In which I teach my Chinese students (and myself) all about Welsh


There’s a cliché that the ‘best English’ is spoken in Dublin. I’d like to put a new one into circulation: the friendliest variety of the language is that of the Welsh. When I left Cardiff a couple of weeks ago I felt genuinely sad to be moving away from a place where everyone I met in the course of two months greeted me in a helpful and engaging manner, even though I couldn’t speak a word of their official language. Well, one of their official languages. We managed, for the most part, to get by in English.

I spent eight weeks teaching almost exclusively Chinese students on a presessional course at Cardiff University. One reason I chose Cardiff is because I’m very interested in issues of language and identity, particularly national identity. I also thought it would be an opportunity to challenge my long-held patronising view of the Welsh language, which has occasionally caused me to use its very existence as a punchline whenever the name of a slightly absurd language is called for. Force of habit meant it was hard for me to overcome my slight amusement at finding in the university library a copy of the book ‘Business Welsh’. Surely the one phrase that would be most useful in such a setting would be ‘Edrychwch, pam nad ydym ni ddim ond yn gwneud y cyfarfod yn Saesneg?‘.

Things are, inevitably, considerably more involved, as is always the case with minority languages. The point of a language is not merely to communicate, after all, but to maintain and represent a particular culture and identity. Hence, gaining a better understanding of the role of Welsh is a way of rethinking other such languages. Besides, as this wonderful poem by Nayyirah Waheed implies, who wants to speak bloody English all the time? Nevertheless, in the relationship between Wales, Welsh, and English, contradictions abound. Reflecting on the role of Welsh in state school education put me in mind of a lengthy conversation I had with a young Spanish speaker in San Sebastian a number of years ago, who was frustrated that the Basque language was used to exclude people from other parts of Spain from public service jobs. On the one hand, I could relate to his annoyance. When I lived in Dublin I was prevented from applying for a civil service job by my total lack of Gaelic, and given the Welsh-English border is so fluid and that so many Welsh people don’t speak Welsh, it’s easy to understand why such exclusions, when and where they do exist, might create resentment. On the other hand, to complain about the imposition of such requirements is to ignore questions of historical injustice around identity which cannot simply be repressed. There are very good reasons why stickers reading ‘PARLA CATALAN!’ can be found on lampposts around Barcelona. The Spanish attitude to Catalan identity is exemplified in the nickname some speakers of castellano call Catalan: polaco (Polish), supposedly a language that few want or need to understand. Such attitudes are, as I write, provoking a potentially world-shaking response.

* Problems to work on *
a – Rewrite the paragraph of the post about Welsh that begins "I spent eight weeks teaching" in a shorter form, keeping its main facts.
b – In the post about Welsh, what kept the writer from applying for a civil service job in Dublin?

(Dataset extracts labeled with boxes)
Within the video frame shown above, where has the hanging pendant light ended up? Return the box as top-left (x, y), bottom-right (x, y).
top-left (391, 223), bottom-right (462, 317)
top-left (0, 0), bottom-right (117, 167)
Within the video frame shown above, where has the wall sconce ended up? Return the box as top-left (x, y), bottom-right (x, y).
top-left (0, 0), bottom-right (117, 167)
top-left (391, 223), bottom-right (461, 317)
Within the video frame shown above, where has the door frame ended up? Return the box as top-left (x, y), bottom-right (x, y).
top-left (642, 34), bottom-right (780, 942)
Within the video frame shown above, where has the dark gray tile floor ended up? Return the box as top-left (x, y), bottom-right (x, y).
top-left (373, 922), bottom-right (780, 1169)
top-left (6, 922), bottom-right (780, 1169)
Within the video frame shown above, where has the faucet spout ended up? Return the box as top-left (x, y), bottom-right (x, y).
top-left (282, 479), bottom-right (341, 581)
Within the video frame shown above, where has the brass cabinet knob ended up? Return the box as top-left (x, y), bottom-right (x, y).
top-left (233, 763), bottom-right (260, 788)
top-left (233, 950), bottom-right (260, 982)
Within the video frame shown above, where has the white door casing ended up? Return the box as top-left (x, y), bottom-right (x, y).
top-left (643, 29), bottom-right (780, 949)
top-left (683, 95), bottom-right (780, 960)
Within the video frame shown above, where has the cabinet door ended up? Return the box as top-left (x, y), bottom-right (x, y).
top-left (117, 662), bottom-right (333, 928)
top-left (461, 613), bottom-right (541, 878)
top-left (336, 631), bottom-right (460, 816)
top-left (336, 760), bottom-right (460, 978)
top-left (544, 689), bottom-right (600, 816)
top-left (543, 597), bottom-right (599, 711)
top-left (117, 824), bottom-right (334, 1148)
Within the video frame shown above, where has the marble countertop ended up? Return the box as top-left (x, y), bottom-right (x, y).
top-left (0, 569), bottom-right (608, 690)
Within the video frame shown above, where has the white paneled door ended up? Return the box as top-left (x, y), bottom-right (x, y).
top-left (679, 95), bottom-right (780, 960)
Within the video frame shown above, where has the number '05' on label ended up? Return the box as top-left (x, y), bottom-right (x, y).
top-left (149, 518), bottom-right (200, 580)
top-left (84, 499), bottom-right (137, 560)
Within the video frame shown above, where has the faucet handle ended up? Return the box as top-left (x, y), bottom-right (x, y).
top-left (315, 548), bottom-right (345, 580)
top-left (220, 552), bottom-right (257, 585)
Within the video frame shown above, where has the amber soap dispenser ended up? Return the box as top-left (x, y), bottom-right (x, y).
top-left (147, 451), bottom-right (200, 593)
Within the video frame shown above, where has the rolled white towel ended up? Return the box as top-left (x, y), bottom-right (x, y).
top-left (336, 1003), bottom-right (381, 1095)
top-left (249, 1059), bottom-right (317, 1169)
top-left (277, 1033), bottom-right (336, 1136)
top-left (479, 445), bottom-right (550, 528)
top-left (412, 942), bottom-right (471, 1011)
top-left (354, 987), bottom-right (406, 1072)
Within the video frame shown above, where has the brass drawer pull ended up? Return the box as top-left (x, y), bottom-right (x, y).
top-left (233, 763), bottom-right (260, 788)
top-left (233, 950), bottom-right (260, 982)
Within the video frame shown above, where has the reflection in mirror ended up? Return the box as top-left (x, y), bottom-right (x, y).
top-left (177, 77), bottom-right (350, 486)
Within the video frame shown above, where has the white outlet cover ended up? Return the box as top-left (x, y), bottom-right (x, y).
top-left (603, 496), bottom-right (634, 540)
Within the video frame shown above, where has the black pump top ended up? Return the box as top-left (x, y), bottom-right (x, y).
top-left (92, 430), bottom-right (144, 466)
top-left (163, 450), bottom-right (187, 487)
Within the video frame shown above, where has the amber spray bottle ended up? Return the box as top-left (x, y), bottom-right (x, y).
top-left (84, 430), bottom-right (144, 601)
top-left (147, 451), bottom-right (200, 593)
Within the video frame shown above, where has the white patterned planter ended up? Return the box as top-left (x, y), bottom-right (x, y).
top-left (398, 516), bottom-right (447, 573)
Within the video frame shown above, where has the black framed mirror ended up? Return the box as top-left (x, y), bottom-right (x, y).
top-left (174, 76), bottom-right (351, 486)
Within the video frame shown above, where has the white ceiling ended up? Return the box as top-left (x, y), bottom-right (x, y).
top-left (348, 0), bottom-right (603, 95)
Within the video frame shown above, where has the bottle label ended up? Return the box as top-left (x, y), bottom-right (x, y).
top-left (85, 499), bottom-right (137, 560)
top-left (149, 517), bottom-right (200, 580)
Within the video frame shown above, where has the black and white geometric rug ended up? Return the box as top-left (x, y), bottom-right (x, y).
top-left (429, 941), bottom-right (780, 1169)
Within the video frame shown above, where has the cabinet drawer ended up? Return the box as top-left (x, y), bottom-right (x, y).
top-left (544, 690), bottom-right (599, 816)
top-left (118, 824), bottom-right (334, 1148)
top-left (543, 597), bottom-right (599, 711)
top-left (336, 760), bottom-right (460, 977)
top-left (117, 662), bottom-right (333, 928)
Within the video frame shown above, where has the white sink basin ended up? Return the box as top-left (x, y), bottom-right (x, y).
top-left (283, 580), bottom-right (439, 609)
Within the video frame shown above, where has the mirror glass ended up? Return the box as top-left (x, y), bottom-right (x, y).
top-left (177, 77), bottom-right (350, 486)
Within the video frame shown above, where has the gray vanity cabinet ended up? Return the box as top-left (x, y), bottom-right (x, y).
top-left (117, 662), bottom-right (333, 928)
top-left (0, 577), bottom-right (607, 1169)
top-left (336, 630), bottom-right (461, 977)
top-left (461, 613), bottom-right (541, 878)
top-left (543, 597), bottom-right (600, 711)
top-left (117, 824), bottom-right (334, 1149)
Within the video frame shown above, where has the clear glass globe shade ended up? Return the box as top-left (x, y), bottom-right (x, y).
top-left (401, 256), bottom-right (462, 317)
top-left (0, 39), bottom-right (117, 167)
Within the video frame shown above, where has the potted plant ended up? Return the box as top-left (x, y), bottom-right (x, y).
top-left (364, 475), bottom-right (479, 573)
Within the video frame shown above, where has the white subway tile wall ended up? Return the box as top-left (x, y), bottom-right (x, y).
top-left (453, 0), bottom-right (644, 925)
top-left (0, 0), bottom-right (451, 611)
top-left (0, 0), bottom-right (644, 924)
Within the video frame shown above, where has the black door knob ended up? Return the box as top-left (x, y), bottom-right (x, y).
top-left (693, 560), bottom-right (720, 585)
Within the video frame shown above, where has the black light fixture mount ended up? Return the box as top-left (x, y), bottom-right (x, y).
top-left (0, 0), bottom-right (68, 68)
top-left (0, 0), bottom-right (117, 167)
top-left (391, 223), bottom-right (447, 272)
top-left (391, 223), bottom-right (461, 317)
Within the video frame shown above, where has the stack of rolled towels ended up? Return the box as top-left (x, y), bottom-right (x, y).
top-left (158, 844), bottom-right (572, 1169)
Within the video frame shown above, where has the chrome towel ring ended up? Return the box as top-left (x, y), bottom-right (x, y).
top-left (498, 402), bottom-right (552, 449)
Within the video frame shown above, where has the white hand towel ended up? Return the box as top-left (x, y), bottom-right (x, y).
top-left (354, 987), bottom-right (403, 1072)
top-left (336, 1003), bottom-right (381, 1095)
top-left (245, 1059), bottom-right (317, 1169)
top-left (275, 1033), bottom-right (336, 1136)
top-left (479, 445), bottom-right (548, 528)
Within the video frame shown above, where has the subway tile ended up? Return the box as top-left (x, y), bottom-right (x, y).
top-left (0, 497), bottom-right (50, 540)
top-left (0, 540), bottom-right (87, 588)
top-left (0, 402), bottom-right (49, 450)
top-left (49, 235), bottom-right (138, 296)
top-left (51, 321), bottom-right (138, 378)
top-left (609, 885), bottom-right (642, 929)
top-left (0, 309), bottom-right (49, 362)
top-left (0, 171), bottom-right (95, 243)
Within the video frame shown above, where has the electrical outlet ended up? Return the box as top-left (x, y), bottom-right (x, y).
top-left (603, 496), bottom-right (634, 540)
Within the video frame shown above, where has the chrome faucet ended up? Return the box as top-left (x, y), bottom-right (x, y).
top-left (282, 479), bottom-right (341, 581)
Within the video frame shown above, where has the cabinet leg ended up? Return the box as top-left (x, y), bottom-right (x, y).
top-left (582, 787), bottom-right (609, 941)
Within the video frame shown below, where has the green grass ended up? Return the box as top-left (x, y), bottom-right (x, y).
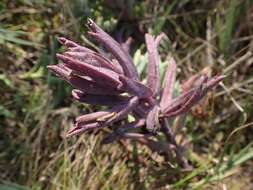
top-left (0, 0), bottom-right (253, 190)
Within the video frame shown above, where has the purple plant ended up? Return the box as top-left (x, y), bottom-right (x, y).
top-left (48, 19), bottom-right (224, 168)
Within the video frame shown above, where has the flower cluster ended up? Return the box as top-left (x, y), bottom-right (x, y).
top-left (48, 19), bottom-right (224, 168)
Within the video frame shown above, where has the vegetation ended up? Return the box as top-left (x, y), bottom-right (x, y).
top-left (0, 0), bottom-right (253, 190)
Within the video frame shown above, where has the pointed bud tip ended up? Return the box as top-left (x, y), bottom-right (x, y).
top-left (57, 37), bottom-right (67, 44)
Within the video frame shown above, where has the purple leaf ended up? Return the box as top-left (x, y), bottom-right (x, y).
top-left (160, 57), bottom-right (177, 112)
top-left (103, 119), bottom-right (145, 144)
top-left (57, 54), bottom-right (122, 87)
top-left (165, 75), bottom-right (207, 118)
top-left (119, 75), bottom-right (152, 98)
top-left (72, 89), bottom-right (128, 106)
top-left (145, 34), bottom-right (160, 96)
top-left (146, 105), bottom-right (160, 133)
top-left (87, 19), bottom-right (138, 80)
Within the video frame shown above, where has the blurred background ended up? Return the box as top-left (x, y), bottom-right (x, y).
top-left (0, 0), bottom-right (253, 190)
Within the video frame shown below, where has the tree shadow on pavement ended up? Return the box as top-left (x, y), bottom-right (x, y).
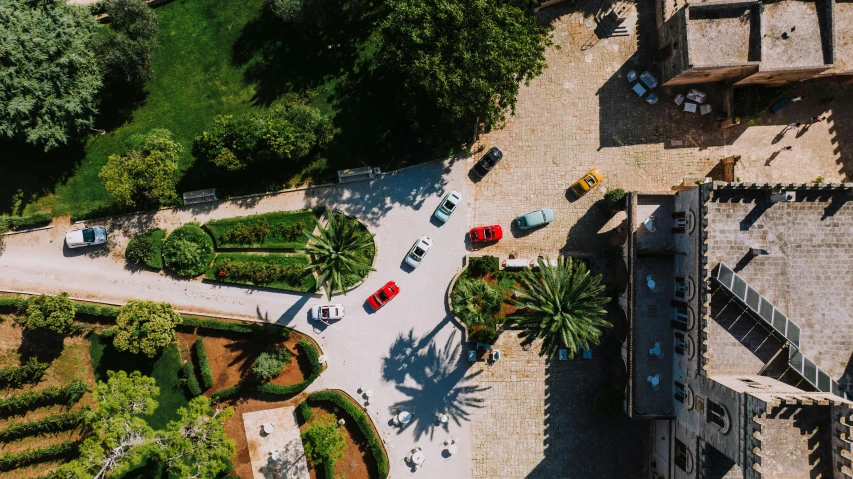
top-left (382, 331), bottom-right (489, 440)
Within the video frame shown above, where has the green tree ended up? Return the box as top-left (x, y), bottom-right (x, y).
top-left (66, 371), bottom-right (160, 479)
top-left (193, 103), bottom-right (334, 171)
top-left (304, 213), bottom-right (375, 299)
top-left (98, 128), bottom-right (183, 206)
top-left (300, 414), bottom-right (347, 467)
top-left (451, 278), bottom-right (503, 326)
top-left (378, 0), bottom-right (551, 144)
top-left (97, 0), bottom-right (158, 88)
top-left (26, 293), bottom-right (77, 334)
top-left (510, 257), bottom-right (611, 357)
top-left (0, 0), bottom-right (101, 151)
top-left (113, 300), bottom-right (181, 358)
top-left (157, 396), bottom-right (236, 477)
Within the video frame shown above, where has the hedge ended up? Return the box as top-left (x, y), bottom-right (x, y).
top-left (307, 391), bottom-right (390, 479)
top-left (181, 361), bottom-right (201, 397)
top-left (0, 441), bottom-right (79, 472)
top-left (204, 210), bottom-right (317, 250)
top-left (0, 358), bottom-right (50, 389)
top-left (0, 408), bottom-right (90, 442)
top-left (0, 213), bottom-right (53, 231)
top-left (0, 379), bottom-right (89, 416)
top-left (210, 339), bottom-right (323, 401)
top-left (195, 336), bottom-right (213, 390)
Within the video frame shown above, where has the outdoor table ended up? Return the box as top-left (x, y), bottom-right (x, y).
top-left (640, 72), bottom-right (658, 89)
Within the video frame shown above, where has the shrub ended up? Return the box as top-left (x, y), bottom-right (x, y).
top-left (163, 223), bottom-right (215, 278)
top-left (593, 386), bottom-right (623, 419)
top-left (252, 346), bottom-right (292, 381)
top-left (300, 414), bottom-right (347, 468)
top-left (0, 379), bottom-right (89, 416)
top-left (181, 361), bottom-right (201, 397)
top-left (0, 408), bottom-right (90, 442)
top-left (0, 213), bottom-right (53, 231)
top-left (307, 391), bottom-right (390, 479)
top-left (124, 229), bottom-right (166, 269)
top-left (0, 441), bottom-right (78, 472)
top-left (468, 256), bottom-right (500, 278)
top-left (113, 300), bottom-right (181, 358)
top-left (0, 358), bottom-right (50, 389)
top-left (296, 401), bottom-right (314, 423)
top-left (26, 293), bottom-right (77, 334)
top-left (195, 336), bottom-right (213, 389)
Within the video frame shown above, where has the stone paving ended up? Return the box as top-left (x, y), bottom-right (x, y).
top-left (471, 331), bottom-right (649, 479)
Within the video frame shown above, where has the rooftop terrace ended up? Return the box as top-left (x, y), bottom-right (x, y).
top-left (687, 4), bottom-right (761, 67)
top-left (707, 189), bottom-right (853, 384)
top-left (761, 0), bottom-right (829, 69)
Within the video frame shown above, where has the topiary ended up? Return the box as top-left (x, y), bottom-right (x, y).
top-left (163, 223), bottom-right (216, 278)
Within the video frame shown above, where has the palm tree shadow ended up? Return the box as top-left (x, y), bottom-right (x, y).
top-left (382, 331), bottom-right (490, 440)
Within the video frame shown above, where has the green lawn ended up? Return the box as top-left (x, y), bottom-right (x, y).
top-left (204, 210), bottom-right (317, 249)
top-left (0, 0), bottom-right (432, 215)
top-left (89, 334), bottom-right (188, 429)
top-left (205, 253), bottom-right (317, 293)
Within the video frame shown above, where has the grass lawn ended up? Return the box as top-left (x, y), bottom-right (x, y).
top-left (204, 210), bottom-right (317, 249)
top-left (204, 253), bottom-right (317, 293)
top-left (5, 0), bottom-right (432, 215)
top-left (89, 334), bottom-right (188, 429)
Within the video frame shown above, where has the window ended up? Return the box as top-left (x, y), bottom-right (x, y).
top-left (675, 439), bottom-right (693, 474)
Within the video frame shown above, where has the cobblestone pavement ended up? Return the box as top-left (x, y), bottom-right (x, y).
top-left (470, 331), bottom-right (649, 479)
top-left (468, 1), bottom-right (853, 257)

* Answers provided *
a – The writer spent eight weeks teaching mostly Chinese students on a presessional course at Cardiff University. Cardiff was chosen partly out of interest in language and identity, especially national identity. It was also a chance to challenge a long-held patronising view of Welsh, which the writer had sometimes used as a punchline for an absurd language. Out of habit, the writer was still slightly amused to find a copy of "Business Welsh" in the university library. The writer joked that its most useful phrase would be "Edrychwch, pam nad ydym ni ddim ond yn gwneud y cyfarfod yn Saesneg?"

b – The writer had a total lack of Gaelic.